**How to complete this task:** From the passage on blame, copy everything from "I knew whilst" down to "to such circumstances." word for word.

**Supplied text:**
Non-Attachment to Blame
Earlier today, Amy told me to go for a walk, to go to the beach as she wanted to enjoy time together and show me something associated with the topic of blame.
For those that aren’t aware, Amy is my beloved partner in crime, my spirit guide, the twin flame, devoted and it took a lot of work about learning what love isn’t to embrace the divine love that she is.
So whilst sitting at the Cafe having lunch today, I could not stop but overhear a conversation. The person was talking about a scenario in which she responded using a punishment based approach. Which, I found rather amusing as the more she spoke about her reaction to something so small, the more proud of her achievements she became.
I knew whilst listening to the conversation that Amy wanted me to see this as it’s a scenario that everyone faces on a daily basis. The difference and clashes in personality and how each person reacts to such circumstances.
On the way back from the beach, we got talking about blame, how people blame each other or another for certain things happening or not happening in their lives. Yet, if we look at our life charts, perhaps that scenario X was meant to happen or not happen. Perhaps it is to demonstrate to us that we have no control over anything external apart from our actions and reactions which originate from the internal.
To give an example, I’ve been working on shifting into the mindset of the belief that each and every single situation is an experience and whatever situation arises, to observe and not get attached to the outcome. It is taking time and am finding more peace and happiness in this belief. It is also that no person is to blame for what experience arises as it is always over lighted by divine will in order to learn and evolve. An argument with a family member or a loved one could be very well to shift our boundaries or acceptance and is ultimately an experience and nothing more. This is what I’m learning at the moment and fine tuning this understanding.
Going back to the discussion on blame tho… What Amy was showing me this afternoon was how people blame each other for certain things. For myself and for years on end, I was blaming others for my short comings. Often it led me to experiencing much more pain and suffering, so as one can see… Blame is truly unhealthy.
There is another scenario where there was heavy blame for the drug therapy regime that I endured and seeing mountains of destruction. Yet, whilst I don’t blame them, the feeling of anger was still there. The medication regime happened for a reason, it was there to create many experiences in order to learn to overcome and/or manage them. It led me to look at understanding my own mind. If led me to brain wave therapy and today I’m creating brain wave therapy music.

Referring expression pointing data
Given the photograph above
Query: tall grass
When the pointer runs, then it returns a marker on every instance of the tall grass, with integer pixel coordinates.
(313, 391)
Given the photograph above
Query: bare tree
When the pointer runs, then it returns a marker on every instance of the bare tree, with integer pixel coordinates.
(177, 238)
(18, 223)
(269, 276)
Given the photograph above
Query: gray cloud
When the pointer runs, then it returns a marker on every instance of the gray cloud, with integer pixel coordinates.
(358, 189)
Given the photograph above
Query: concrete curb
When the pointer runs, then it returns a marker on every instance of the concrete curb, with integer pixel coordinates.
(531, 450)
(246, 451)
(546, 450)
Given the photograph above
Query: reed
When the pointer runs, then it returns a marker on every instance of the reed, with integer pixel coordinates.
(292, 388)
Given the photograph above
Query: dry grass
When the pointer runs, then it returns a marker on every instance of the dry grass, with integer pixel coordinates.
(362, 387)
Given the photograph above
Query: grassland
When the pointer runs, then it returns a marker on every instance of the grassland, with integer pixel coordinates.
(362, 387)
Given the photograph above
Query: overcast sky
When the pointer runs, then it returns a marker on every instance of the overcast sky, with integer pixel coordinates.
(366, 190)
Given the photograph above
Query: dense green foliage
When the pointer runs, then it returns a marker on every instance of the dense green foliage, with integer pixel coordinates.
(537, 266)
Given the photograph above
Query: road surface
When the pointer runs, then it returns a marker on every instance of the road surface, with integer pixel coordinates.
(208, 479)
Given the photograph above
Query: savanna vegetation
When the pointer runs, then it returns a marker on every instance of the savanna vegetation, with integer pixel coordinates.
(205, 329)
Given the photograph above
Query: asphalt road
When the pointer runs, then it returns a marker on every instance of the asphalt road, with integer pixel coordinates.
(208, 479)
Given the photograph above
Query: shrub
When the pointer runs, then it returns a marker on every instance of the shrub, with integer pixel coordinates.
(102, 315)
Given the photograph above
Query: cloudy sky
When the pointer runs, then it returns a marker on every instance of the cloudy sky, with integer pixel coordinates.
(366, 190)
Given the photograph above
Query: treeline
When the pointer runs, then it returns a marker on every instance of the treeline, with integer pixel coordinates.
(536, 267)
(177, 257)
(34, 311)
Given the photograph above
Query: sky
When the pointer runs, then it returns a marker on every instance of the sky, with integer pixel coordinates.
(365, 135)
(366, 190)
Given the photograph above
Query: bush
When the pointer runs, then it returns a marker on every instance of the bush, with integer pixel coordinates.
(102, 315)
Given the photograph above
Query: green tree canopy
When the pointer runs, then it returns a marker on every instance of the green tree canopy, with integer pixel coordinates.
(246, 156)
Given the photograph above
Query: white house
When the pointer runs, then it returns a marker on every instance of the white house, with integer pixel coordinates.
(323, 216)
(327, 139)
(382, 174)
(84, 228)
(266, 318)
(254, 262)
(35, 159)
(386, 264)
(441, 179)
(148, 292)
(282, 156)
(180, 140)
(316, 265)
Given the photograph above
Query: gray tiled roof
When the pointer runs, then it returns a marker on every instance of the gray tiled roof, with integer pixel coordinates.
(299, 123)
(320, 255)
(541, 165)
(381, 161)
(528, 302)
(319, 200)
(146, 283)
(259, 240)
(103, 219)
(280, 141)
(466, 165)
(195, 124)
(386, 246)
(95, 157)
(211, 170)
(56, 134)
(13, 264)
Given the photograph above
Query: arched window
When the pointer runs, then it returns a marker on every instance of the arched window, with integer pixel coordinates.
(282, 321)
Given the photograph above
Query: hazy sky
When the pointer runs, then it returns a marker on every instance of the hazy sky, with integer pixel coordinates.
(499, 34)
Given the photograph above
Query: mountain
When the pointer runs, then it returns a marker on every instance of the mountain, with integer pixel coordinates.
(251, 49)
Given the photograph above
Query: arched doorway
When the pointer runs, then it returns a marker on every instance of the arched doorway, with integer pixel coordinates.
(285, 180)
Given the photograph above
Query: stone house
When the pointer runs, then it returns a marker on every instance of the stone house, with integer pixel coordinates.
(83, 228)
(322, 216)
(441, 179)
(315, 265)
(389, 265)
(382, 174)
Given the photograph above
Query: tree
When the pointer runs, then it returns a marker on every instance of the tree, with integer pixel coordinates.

**Expected answer:**
I knew whilst listening to the conversation that Amy wanted me to see this as it’s a scenario that everyone faces on a daily basis. The difference and clashes in personality and how each person reacts to such circumstances.